Referring expression data:
----

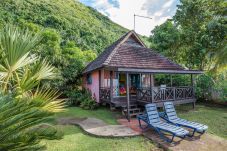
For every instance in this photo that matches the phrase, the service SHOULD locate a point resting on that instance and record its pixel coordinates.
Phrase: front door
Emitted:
(134, 83)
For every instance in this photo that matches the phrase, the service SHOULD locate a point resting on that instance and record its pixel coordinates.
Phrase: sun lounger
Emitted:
(152, 119)
(171, 116)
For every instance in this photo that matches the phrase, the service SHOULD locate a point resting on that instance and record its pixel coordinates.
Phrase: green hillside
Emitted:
(72, 21)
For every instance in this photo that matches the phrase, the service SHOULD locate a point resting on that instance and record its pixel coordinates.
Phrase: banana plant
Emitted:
(25, 103)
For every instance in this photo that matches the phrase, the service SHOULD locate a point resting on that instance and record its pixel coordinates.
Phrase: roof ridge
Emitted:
(159, 54)
(106, 62)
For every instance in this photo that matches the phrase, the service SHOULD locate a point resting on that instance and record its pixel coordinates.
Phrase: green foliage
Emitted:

----

# Required action
An exact copy of the entries above, with no pictures, is the required answer.

# Your response
For every instance in this photo that matches the phrase, the service SHOULD locate a point resting on that instance and record its pixel coordinates.
Phrase: front door
Emitted:
(134, 83)
For every instance in this photo that matches the phrase, the service SHOULD locate a point resting on that instance and record its pixel coordinates.
Phrase: sun lounger
Emitted:
(152, 119)
(171, 116)
For every instance in this photo that matches the phrase, the service SHOULD locate a point resting on that instance and record its pixel coordinates.
Phrase: green hillside
Emitted:
(72, 21)
For every instance in this photo that matches the phrase, the service SHOULD locate a point resting on that instance and record its pixel coordinates.
Phrase: banana plant
Emitted:
(25, 103)
For every instance in this photo that matches the phrase, the service SHOULD locate a point resting on that instance and record its pixel coordinates.
Phrase: roof ridge
Emitted:
(159, 54)
(106, 62)
For every instance in this photo that matches the phrase, the service SHOULD locate a point resting on that instance and record its pixel coordinates.
Phrase: green foliage
Emitted:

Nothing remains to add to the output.